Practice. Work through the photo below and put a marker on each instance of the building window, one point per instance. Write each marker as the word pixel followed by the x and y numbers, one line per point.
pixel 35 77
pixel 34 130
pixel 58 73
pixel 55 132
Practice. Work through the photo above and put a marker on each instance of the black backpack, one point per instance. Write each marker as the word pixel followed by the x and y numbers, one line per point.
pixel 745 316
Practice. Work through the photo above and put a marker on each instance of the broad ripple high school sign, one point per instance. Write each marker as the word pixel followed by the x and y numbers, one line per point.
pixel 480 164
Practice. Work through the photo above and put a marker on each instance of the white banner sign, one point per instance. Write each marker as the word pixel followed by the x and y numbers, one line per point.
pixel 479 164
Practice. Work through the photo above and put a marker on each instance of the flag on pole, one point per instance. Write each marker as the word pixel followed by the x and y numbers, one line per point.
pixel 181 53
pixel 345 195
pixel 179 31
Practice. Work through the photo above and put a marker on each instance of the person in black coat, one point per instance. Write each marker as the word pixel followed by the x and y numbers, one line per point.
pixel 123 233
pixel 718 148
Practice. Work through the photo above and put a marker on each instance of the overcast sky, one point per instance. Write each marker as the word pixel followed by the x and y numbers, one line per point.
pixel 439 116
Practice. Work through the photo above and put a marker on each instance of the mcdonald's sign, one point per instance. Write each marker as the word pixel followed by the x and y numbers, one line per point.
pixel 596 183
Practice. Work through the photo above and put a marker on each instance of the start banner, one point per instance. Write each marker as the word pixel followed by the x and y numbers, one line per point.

**Aim of the exercise**
Render the records above as a JSON list of strings, with one string for each line and blank lines omitted.

**Full answer**
[
  "Practice. Work through the photo below and put a marker on each instance of the building window, one point per instance. Write each marker as the word pixel followed by the x and y numbers, one line per point.",
  "pixel 35 77",
  "pixel 34 130",
  "pixel 58 73",
  "pixel 55 132",
  "Practice. Work through the photo above and put a marker on each instance of the black backpack, one point per instance. Write each marker as the word pixel followed by the x and y numbers, one line per point.",
  "pixel 745 316",
  "Practice. Work through the photo above and put a marker on each instance of the broad ripple high school sign, one point per instance. Write each marker as the word pixel followed by the x and y numbers, one line per point.",
  "pixel 480 164",
  "Practice. Work through the photo above and put a marker on each instance of the white banner sign, one point per instance. Write each marker as the word pixel followed by the x and y numbers, one line per point.",
  "pixel 479 164",
  "Practice. Work through the photo above and put a marker on each instance of the flag on pole, one point per instance. Write each marker as the word pixel followed by the x and y numbers, one line per point.",
  "pixel 181 53",
  "pixel 345 195",
  "pixel 179 31",
  "Practice. Work through the photo above and put a marker on each instance of the person in black coat, one point per instance. Write each marker as the word pixel followed by the x and y numbers, one line per point.",
  "pixel 123 233",
  "pixel 718 148",
  "Practice. Work through the photo above and put a marker on each instance of the overcast sky, one point per instance. Write each marker as the word pixel followed by the x and y numbers, one line per point.",
  "pixel 439 116",
  "Practice. Work through the photo above and put a marker on each instance of the mcdonald's sign, one point per instance. Write each marker as the word pixel followed by the x and y numbers, one line per point.",
  "pixel 596 183",
  "Practice. Work through the photo above and put a marker on each instance of the start banner, one point per instance. Write each marker as the word pixel followed by the x and y numbers, one line per point."
]